Photo-based point labeling data:
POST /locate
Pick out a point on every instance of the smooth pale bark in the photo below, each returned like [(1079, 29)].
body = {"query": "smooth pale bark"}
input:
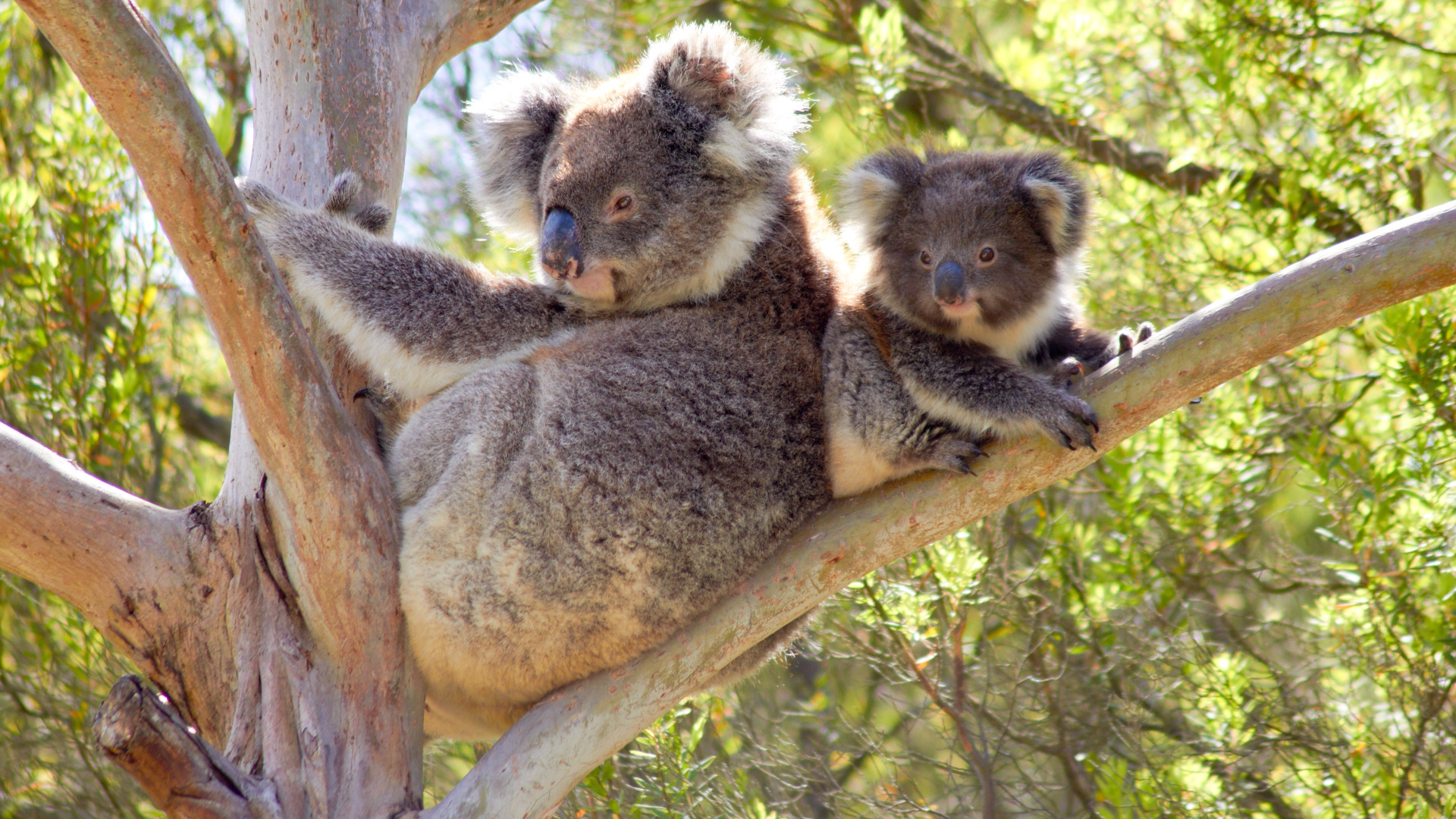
[(533, 767), (271, 617)]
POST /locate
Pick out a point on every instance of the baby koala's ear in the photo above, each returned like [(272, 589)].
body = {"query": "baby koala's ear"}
[(511, 126), (1060, 199), (871, 191), (731, 79)]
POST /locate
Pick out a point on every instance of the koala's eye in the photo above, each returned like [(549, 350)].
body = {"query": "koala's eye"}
[(619, 209)]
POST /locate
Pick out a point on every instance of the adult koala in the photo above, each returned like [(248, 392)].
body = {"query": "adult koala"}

• _What you will do_
Reproduce the listing above exactly, excluding all pictures.

• _Result for this task_
POST /locate
Pick out a point on every instance of the smooth pale bark in the photo below, each returned like [(1079, 29)].
body = {"query": "smooth pale bark"}
input:
[(533, 767), (271, 617)]
POST /locate
Pick out a point on every instance of the baby koala's ear in the photo above, each returned like [(272, 589)].
body = {"query": "baby koala's ear"}
[(511, 126), (1060, 199), (871, 191), (731, 79)]
POST /locate
Pick out a point on every instance of the koala's eye in the photo above, each returned like [(549, 350)].
body = {"query": "koala's eye"}
[(619, 209)]
POST /locate
Pick out a point on every instance of the adult koala in the photo above, each returned like [(248, 392)].
body = {"query": "adult koala"}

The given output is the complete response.